### ÉNONCÉ
Remettez à l'échelle les coordonnées des lignes comprises entre celle qui contient « groyne post in the photo above. » et celle qui contient « (1031, 136) », bornes incluses. Multipliez chaque coordonnée par 0,55, arrondissez à l'entier le plus proche (une moitié s'arrondit vers le haut), puis réécrivez toutes ces lignes, y compris celles sans coordonnées, et aucune autre.

::::::::

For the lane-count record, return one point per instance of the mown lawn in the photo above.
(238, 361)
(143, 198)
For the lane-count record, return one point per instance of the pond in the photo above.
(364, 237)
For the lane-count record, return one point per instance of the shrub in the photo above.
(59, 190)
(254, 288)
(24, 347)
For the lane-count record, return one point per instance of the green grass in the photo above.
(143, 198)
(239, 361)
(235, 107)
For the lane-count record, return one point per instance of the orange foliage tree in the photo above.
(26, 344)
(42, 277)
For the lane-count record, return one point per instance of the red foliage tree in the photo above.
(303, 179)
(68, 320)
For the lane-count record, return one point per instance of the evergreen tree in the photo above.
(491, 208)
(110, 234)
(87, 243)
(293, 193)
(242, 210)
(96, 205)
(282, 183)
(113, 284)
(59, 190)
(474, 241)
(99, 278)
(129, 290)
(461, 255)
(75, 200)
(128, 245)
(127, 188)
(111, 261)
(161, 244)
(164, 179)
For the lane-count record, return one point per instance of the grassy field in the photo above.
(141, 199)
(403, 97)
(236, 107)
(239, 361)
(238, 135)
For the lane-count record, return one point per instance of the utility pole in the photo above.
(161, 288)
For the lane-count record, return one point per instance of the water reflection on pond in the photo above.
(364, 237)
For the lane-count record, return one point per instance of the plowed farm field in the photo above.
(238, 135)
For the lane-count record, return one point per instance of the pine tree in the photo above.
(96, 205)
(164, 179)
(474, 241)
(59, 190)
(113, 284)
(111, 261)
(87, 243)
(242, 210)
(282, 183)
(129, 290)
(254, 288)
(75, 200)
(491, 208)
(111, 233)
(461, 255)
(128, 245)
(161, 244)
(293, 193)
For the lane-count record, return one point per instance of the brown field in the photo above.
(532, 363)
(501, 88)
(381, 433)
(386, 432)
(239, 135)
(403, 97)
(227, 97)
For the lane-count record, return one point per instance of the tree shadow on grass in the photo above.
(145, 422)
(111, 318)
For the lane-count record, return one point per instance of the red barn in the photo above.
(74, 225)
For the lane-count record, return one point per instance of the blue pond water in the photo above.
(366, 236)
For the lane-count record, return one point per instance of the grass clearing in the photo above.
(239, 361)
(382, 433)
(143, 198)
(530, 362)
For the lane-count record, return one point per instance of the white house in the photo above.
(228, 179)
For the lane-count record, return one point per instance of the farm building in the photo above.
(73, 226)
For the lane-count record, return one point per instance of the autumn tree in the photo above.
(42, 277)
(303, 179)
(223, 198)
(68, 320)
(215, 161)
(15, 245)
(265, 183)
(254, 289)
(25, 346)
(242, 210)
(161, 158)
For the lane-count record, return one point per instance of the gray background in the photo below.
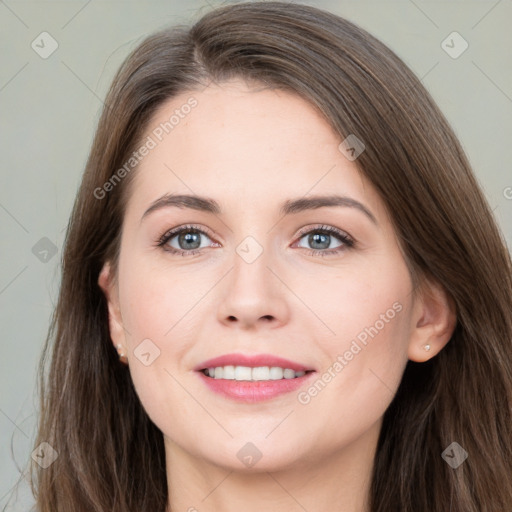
(50, 107)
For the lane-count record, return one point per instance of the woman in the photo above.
(336, 337)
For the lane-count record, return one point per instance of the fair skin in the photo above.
(251, 150)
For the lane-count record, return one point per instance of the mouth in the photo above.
(253, 378)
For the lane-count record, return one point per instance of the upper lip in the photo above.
(252, 361)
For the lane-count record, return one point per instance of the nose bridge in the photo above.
(252, 291)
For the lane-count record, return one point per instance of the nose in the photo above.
(254, 293)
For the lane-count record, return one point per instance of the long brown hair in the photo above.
(111, 456)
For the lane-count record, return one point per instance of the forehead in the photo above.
(242, 144)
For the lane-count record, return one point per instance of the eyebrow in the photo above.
(291, 206)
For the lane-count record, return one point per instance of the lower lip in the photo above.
(254, 391)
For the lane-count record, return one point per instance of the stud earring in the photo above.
(122, 354)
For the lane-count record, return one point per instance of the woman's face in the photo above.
(270, 273)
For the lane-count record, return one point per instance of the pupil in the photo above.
(315, 239)
(190, 238)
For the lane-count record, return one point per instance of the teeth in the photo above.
(248, 373)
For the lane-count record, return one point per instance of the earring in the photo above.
(122, 354)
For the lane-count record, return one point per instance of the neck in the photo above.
(337, 480)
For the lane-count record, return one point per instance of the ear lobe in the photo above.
(434, 321)
(107, 283)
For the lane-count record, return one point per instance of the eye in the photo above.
(320, 239)
(185, 240)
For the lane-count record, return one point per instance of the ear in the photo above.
(108, 284)
(434, 320)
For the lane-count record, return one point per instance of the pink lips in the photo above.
(253, 391)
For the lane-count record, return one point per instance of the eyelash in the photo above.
(347, 241)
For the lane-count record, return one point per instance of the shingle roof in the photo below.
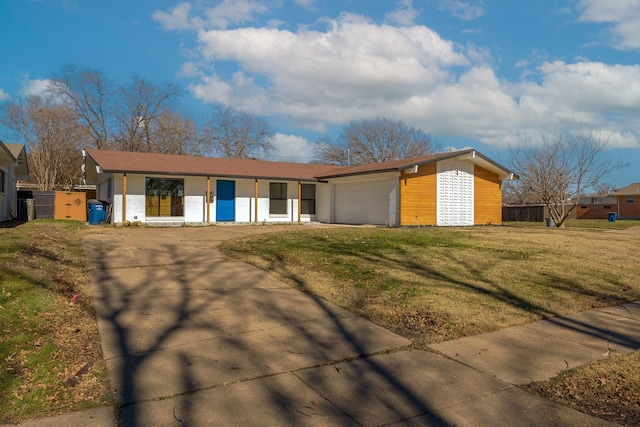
(169, 164)
(629, 190)
(15, 149)
(397, 165)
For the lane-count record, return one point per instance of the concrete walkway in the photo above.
(193, 338)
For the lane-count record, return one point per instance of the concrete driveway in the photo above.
(194, 338)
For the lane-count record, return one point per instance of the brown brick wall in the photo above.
(629, 210)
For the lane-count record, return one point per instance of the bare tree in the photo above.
(174, 133)
(53, 137)
(559, 170)
(373, 141)
(237, 134)
(92, 98)
(142, 105)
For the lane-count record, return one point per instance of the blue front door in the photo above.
(226, 200)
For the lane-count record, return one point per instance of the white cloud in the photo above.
(176, 19)
(623, 16)
(35, 87)
(467, 10)
(308, 4)
(356, 69)
(405, 14)
(291, 148)
(227, 12)
(353, 62)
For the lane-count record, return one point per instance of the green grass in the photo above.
(41, 332)
(480, 279)
(436, 284)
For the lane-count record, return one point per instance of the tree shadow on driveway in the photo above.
(191, 337)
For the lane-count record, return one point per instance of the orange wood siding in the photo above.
(488, 197)
(418, 196)
(70, 205)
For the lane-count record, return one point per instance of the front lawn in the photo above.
(48, 330)
(435, 284)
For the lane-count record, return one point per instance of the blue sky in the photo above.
(486, 74)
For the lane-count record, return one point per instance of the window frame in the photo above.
(306, 202)
(279, 200)
(163, 190)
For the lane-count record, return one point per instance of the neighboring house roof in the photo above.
(15, 155)
(170, 164)
(629, 190)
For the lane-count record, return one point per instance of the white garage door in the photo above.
(362, 202)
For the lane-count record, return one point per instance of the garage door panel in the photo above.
(362, 202)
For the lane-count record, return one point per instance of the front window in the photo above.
(308, 199)
(164, 197)
(278, 198)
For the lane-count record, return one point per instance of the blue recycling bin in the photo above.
(96, 212)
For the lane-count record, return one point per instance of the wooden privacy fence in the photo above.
(528, 213)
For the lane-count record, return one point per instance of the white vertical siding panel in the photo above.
(455, 192)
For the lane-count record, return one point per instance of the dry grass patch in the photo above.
(47, 335)
(607, 388)
(437, 284)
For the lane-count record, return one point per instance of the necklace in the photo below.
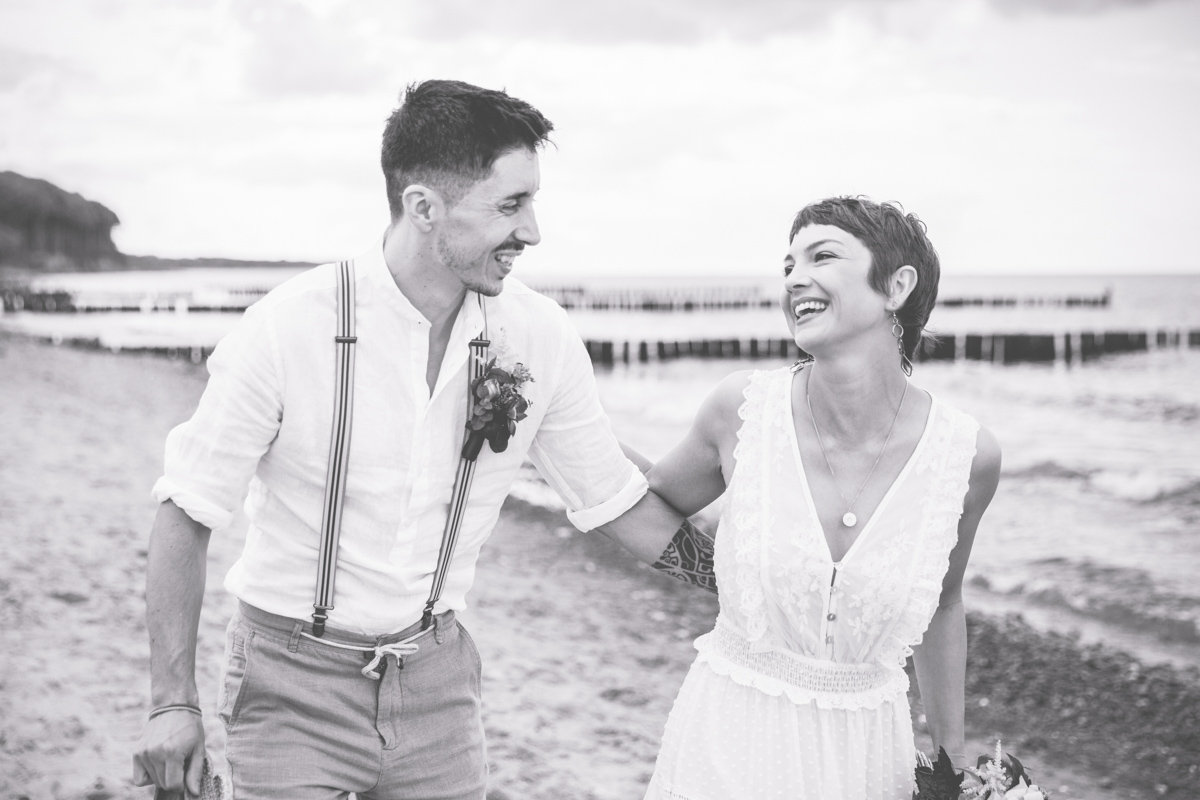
(849, 518)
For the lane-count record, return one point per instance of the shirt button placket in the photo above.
(831, 618)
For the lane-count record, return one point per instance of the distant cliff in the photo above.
(46, 228)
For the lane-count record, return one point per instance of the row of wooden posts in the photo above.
(997, 348)
(682, 299)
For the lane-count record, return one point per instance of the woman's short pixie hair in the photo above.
(895, 239)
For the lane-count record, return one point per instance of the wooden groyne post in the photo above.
(995, 348)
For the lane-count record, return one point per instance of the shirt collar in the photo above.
(375, 269)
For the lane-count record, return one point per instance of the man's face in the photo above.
(483, 234)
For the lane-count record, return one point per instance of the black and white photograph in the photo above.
(631, 401)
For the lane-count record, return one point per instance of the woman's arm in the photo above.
(942, 655)
(683, 482)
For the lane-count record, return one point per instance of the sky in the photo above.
(1031, 136)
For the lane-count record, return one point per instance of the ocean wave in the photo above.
(1143, 486)
(1114, 595)
(1051, 469)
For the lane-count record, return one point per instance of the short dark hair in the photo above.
(447, 134)
(895, 238)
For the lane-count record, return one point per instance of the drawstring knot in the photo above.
(397, 649)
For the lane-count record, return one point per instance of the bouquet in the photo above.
(497, 408)
(999, 776)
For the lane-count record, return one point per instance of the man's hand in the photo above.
(171, 743)
(689, 558)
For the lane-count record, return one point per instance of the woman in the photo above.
(853, 500)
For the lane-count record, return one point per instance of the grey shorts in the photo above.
(304, 722)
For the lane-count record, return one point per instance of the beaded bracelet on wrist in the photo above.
(181, 707)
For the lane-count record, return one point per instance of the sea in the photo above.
(1095, 531)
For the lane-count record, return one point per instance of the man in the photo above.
(383, 702)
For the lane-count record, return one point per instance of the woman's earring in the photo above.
(898, 331)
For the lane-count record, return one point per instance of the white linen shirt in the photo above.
(264, 422)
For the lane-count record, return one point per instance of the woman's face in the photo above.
(827, 299)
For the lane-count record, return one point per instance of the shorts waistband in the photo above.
(286, 626)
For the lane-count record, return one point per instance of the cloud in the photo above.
(687, 22)
(18, 67)
(624, 20)
(293, 52)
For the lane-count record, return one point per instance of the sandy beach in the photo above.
(583, 649)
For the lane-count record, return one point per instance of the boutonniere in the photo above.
(496, 409)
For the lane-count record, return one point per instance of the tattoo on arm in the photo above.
(689, 558)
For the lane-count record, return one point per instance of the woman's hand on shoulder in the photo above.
(691, 475)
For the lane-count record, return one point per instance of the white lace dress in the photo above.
(799, 691)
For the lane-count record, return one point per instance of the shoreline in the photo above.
(583, 648)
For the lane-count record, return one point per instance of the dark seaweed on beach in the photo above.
(1093, 705)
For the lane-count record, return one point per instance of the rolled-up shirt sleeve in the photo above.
(210, 458)
(575, 449)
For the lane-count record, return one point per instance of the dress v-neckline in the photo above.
(808, 491)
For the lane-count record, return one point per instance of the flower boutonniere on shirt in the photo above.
(497, 407)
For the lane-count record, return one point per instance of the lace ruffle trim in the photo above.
(954, 455)
(745, 507)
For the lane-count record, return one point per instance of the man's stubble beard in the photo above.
(461, 265)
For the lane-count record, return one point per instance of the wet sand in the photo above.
(583, 648)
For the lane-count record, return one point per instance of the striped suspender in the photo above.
(339, 449)
(462, 480)
(339, 456)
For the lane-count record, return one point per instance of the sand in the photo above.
(583, 648)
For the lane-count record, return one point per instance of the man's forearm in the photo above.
(175, 576)
(689, 558)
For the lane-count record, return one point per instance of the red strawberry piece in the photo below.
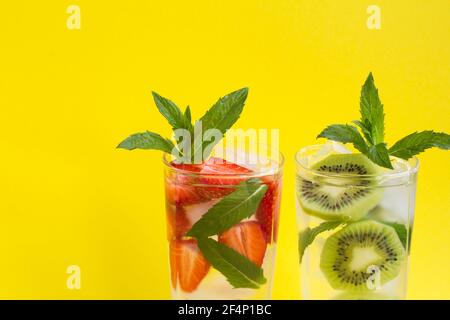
(248, 239)
(188, 266)
(178, 224)
(181, 187)
(182, 193)
(269, 208)
(218, 175)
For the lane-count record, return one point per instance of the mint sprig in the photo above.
(221, 116)
(147, 140)
(418, 142)
(307, 236)
(233, 208)
(367, 134)
(239, 271)
(230, 210)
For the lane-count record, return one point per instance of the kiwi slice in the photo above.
(362, 255)
(345, 193)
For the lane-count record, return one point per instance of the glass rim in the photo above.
(252, 174)
(384, 174)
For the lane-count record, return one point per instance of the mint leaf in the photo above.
(187, 114)
(346, 134)
(147, 140)
(372, 113)
(239, 271)
(240, 204)
(222, 115)
(307, 236)
(418, 142)
(380, 155)
(401, 231)
(171, 112)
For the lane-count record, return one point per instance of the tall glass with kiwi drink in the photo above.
(355, 207)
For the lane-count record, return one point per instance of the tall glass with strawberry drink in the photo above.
(222, 220)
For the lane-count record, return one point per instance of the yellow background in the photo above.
(67, 97)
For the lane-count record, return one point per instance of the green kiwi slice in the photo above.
(345, 190)
(361, 256)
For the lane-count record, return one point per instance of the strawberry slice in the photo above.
(248, 239)
(218, 177)
(269, 208)
(178, 224)
(188, 266)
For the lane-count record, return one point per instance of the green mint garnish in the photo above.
(171, 112)
(230, 210)
(307, 236)
(418, 142)
(371, 142)
(221, 117)
(239, 271)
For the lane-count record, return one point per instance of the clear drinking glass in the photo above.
(362, 253)
(192, 190)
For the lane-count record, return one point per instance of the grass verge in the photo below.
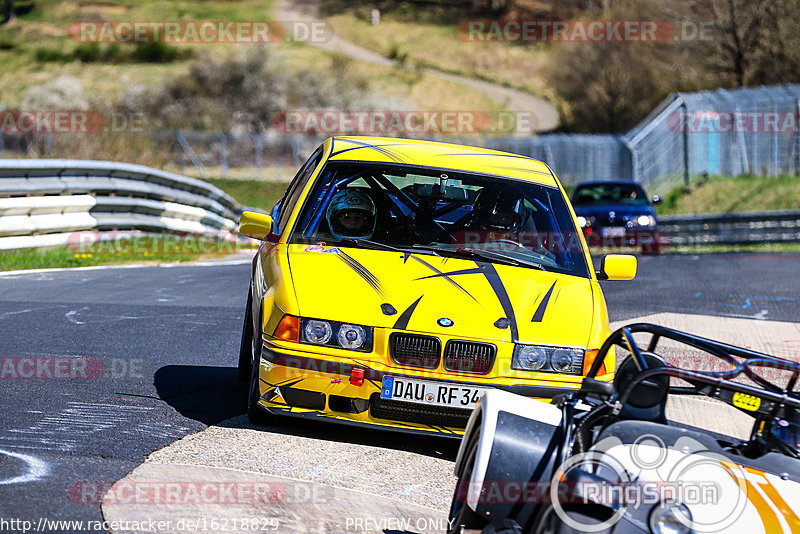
(731, 195)
(123, 248)
(253, 193)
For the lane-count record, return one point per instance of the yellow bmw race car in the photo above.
(399, 280)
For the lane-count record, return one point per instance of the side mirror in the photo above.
(617, 267)
(255, 225)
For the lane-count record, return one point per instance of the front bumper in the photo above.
(646, 239)
(313, 386)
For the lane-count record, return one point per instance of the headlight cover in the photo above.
(670, 518)
(564, 360)
(335, 334)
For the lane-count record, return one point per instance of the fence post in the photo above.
(685, 134)
(775, 164)
(790, 88)
(258, 142)
(223, 153)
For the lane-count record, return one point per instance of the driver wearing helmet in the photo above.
(500, 210)
(351, 214)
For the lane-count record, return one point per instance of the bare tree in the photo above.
(740, 28)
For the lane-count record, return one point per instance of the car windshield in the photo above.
(630, 194)
(441, 212)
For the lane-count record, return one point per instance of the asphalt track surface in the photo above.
(158, 347)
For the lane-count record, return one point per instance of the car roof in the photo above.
(440, 156)
(608, 182)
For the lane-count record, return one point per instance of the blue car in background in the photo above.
(618, 214)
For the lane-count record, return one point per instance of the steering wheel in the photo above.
(638, 357)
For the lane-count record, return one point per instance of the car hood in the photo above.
(420, 293)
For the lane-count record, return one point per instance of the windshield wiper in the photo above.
(485, 254)
(374, 245)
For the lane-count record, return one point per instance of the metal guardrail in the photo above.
(43, 201)
(781, 226)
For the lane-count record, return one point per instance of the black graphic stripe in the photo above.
(446, 277)
(402, 321)
(378, 148)
(539, 313)
(500, 292)
(494, 155)
(363, 272)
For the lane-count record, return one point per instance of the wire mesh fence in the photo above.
(723, 132)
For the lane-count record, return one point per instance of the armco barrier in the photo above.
(43, 200)
(732, 228)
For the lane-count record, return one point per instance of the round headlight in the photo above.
(318, 332)
(351, 336)
(561, 360)
(531, 358)
(671, 518)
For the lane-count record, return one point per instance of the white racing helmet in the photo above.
(351, 213)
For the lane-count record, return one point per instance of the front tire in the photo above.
(246, 344)
(256, 415)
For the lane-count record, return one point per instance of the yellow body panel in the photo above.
(351, 285)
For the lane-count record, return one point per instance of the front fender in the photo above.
(517, 440)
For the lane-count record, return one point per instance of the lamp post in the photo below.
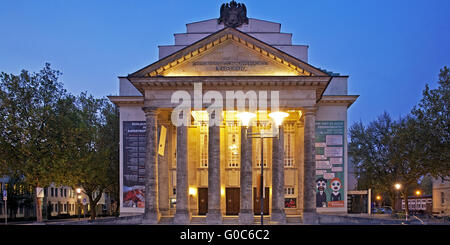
(418, 193)
(78, 201)
(277, 117)
(398, 186)
(378, 197)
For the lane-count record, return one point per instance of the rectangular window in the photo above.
(204, 145)
(257, 145)
(289, 191)
(289, 144)
(234, 144)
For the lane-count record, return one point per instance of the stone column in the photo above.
(309, 203)
(278, 215)
(163, 172)
(214, 215)
(246, 208)
(151, 211)
(182, 214)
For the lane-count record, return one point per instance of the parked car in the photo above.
(382, 210)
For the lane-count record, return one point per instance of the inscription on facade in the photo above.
(231, 65)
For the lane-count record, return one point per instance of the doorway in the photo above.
(202, 201)
(233, 198)
(256, 202)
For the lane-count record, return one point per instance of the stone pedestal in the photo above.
(310, 218)
(309, 204)
(182, 214)
(151, 211)
(163, 172)
(246, 205)
(278, 215)
(214, 214)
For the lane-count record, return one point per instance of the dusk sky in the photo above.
(389, 48)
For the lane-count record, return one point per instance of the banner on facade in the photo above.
(134, 148)
(330, 164)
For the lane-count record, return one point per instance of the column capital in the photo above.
(150, 110)
(310, 111)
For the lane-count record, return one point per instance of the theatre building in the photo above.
(204, 172)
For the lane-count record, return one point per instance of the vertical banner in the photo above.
(330, 164)
(134, 148)
(162, 140)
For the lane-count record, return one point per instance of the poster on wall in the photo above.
(330, 164)
(134, 147)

::::::::

### RÉSULTAT ATTENDU
For the lane-count record, return one point per instance of the wooden groyne post in the photo above.
(547, 191)
For the lane-count record, return one point per instance of the shirt collar in the photo above.
(206, 148)
For the lane-count record, return one point per instance of the man's face in the photo above.
(266, 129)
For the lane-count record, return one point per instance of the black and white photograph in the photo above.
(347, 221)
For the lane-count record, return one point per instance of the woman's arm in the photo above.
(518, 360)
(376, 265)
For the lane-count record, return one point per instance of the sky in the photo above.
(567, 75)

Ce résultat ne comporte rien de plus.